▸ DIRECTIVE
Return every line of the material below as a JSON list of strings, one string per line, leaving out any blank lines.

— Start DATA SHOWN —

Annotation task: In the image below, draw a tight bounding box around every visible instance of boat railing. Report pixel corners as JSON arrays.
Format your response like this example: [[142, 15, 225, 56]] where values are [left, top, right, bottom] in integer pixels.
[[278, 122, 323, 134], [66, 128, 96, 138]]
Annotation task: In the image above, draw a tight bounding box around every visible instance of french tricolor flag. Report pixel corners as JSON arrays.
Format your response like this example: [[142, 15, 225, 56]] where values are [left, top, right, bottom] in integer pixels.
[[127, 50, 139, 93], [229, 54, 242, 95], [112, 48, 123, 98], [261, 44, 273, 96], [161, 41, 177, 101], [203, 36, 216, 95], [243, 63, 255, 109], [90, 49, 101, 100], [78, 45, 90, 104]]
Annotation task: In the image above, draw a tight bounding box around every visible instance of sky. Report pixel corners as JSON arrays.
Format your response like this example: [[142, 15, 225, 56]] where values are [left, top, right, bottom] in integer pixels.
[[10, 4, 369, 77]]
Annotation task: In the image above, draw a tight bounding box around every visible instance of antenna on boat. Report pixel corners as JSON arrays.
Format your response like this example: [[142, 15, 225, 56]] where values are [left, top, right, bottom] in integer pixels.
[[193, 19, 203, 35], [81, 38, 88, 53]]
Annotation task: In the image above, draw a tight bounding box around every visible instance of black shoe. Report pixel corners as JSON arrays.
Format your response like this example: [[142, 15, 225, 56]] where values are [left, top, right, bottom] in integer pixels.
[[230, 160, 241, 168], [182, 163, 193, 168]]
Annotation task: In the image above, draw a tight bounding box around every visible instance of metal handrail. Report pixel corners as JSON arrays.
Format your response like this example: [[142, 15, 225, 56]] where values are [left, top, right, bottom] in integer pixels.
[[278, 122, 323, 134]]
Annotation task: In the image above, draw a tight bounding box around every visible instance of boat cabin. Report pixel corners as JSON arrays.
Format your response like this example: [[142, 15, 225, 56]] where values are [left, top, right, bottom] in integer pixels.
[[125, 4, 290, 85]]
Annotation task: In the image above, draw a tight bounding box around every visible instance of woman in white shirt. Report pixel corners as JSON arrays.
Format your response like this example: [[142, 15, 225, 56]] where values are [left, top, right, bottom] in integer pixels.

— End DATA SHOWN —

▸ EXERCISE SOLUTION
[
  "Annotation task: In the image below, draw a tight bounding box around every visible instance of boat railing. Report pixel corners as JSON arrays.",
  "Format your response like this example: [[142, 15, 225, 56]] where values are [left, top, right, bottom] in integer pixels.",
  "[[278, 122, 323, 134], [66, 128, 96, 138]]",
  "Annotation task: In the image above, draw a tight bounding box around every visible instance of french tricolor flag. Report pixel corners as JSON arrays.",
  "Format your response like this example: [[142, 15, 225, 56]] where values are [left, top, right, bottom] in integer pixels.",
  "[[127, 50, 139, 93], [229, 54, 242, 95], [112, 48, 123, 98], [261, 44, 273, 96], [161, 41, 177, 101], [203, 36, 216, 95], [243, 63, 255, 109], [90, 49, 101, 100], [78, 45, 90, 104]]",
  "Annotation task: In the image above, draw a tight bounding box around every visible instance of sky. Report pixel corners as JSON arrays.",
  "Format your response like this example: [[142, 15, 225, 56]] where values are [left, top, right, bottom] in integer pixels.",
  "[[10, 4, 369, 77]]",
  "Annotation task: In the image above, draw a tight bounding box around every visible instance of antenna on boat. Report pixel corners as JSON arrays.",
  "Format your response like this example: [[142, 15, 225, 56]] where values are [left, top, right, bottom] in integer pixels.",
  "[[193, 19, 203, 35], [81, 38, 88, 53]]",
  "Annotation task: In the image above, draw a tight bounding box around every visible instance of black shoe. Report pixel corners as JSON arrays.",
  "Format your response like this example: [[142, 15, 225, 56]] where values are [left, top, right, bottom] in integer pixels.",
  "[[230, 160, 241, 168], [182, 163, 193, 168]]",
  "Annotation task: In the image above, draw a tight bounding box around every visible instance of metal handrail. Report pixel corners as JSON arrays.",
  "Format your response like this example: [[142, 15, 225, 56]] where values are [left, top, right, bottom] in integer pixels.",
  "[[278, 122, 323, 134]]",
  "Annotation task: In the image above, draw a tight bounding box around every visible instance of boat cabin. Report pixel corners as JSON arrays.",
  "Format your response like this example: [[142, 15, 225, 56]] where values are [left, top, right, bottom] in integer pixels.",
  "[[125, 4, 290, 85]]",
  "Annotation task: In the image above, draw a tight bounding box around every visible instance of woman in white shirt. Report pixel corners as JSON arrays.",
  "Format your response like this example: [[142, 15, 225, 56]] where values are [left, top, right, bottom] in integer pixels."
]